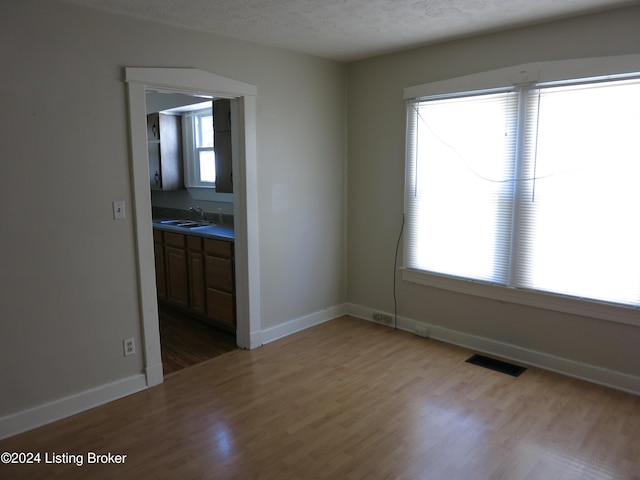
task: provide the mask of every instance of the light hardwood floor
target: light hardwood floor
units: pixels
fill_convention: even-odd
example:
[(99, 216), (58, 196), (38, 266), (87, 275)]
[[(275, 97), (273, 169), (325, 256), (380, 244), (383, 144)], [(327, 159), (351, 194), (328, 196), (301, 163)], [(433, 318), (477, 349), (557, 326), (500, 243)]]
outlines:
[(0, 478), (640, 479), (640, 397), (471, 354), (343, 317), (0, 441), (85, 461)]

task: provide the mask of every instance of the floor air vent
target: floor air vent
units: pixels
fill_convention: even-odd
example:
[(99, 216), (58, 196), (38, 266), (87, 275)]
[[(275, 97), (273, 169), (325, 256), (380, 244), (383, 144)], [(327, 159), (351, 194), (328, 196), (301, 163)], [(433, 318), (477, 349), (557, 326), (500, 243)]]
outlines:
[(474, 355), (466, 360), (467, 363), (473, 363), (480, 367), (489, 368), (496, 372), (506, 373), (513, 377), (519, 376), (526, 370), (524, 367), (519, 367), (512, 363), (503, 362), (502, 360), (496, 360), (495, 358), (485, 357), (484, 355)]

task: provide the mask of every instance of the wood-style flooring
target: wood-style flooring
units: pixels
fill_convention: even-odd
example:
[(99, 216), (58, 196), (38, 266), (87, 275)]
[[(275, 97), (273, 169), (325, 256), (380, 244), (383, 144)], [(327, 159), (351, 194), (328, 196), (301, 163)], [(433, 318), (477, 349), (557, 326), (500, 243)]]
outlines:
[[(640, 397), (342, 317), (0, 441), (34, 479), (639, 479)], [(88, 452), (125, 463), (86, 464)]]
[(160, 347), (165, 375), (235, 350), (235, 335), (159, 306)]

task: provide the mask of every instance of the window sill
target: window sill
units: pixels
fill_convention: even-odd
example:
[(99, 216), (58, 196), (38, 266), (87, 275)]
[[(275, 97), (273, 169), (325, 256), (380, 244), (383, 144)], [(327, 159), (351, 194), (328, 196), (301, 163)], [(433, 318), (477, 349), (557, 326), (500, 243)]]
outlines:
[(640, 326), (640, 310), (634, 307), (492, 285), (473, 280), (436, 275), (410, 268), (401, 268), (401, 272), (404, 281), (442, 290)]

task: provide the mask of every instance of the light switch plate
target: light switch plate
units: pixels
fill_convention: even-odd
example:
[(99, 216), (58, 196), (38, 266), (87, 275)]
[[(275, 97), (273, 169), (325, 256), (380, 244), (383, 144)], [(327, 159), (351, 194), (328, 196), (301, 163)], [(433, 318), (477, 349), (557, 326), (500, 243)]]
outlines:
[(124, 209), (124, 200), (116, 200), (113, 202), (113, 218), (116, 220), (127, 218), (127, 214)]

...

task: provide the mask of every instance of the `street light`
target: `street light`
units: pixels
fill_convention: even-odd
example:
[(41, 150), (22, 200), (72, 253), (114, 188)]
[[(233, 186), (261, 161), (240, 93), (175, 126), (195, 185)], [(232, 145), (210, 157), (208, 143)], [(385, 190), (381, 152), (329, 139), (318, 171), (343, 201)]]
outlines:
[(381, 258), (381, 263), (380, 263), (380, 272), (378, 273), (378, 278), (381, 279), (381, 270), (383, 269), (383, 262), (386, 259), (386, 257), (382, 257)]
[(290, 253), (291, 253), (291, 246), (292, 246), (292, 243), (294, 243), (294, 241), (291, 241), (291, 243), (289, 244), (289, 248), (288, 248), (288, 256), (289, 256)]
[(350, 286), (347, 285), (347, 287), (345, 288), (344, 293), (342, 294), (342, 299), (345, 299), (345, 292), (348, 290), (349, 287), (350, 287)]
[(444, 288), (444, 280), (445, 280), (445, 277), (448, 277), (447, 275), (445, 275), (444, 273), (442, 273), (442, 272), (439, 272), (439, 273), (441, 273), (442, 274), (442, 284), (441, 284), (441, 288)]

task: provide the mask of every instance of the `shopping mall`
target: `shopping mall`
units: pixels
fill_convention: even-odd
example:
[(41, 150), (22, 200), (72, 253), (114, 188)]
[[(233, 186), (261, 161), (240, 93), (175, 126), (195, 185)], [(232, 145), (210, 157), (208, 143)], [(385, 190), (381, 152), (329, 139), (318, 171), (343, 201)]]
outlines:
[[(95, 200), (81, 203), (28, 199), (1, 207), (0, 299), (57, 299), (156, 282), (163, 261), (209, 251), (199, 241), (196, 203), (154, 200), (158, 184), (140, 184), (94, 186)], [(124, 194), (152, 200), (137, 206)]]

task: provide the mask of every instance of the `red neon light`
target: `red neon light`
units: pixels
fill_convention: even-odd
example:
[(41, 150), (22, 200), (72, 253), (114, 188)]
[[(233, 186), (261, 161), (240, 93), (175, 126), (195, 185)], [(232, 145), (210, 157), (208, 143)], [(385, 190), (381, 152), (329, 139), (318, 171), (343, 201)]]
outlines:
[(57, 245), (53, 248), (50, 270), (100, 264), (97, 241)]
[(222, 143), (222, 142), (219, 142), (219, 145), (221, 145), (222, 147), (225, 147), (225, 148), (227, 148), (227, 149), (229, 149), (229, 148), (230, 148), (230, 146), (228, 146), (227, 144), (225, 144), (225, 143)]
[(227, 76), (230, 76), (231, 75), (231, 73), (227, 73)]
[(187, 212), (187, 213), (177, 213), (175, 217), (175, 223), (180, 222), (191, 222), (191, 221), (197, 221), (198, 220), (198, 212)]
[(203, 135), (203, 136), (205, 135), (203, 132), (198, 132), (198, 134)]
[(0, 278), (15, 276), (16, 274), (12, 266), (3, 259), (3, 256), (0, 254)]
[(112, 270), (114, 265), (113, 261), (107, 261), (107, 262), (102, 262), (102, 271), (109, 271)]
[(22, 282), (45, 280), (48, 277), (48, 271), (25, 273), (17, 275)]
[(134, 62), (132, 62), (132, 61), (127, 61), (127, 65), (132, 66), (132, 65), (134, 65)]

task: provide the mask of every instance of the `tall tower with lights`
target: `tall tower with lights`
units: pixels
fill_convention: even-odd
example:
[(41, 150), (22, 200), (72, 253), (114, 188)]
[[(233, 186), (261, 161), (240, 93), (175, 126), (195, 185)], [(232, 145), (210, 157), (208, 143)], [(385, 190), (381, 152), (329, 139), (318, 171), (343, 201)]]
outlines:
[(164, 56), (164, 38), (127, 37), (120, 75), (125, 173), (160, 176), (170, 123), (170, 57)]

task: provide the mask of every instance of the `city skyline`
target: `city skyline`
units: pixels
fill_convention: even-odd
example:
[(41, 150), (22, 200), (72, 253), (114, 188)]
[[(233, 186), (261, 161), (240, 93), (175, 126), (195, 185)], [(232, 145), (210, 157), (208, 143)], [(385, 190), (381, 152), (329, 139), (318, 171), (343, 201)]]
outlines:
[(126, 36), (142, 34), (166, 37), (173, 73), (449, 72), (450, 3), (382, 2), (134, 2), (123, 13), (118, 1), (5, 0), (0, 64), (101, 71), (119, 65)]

* About this exercise *
Check each line of the records above for the word "lights", count the lines that have it, and give only the count.

* Result *
2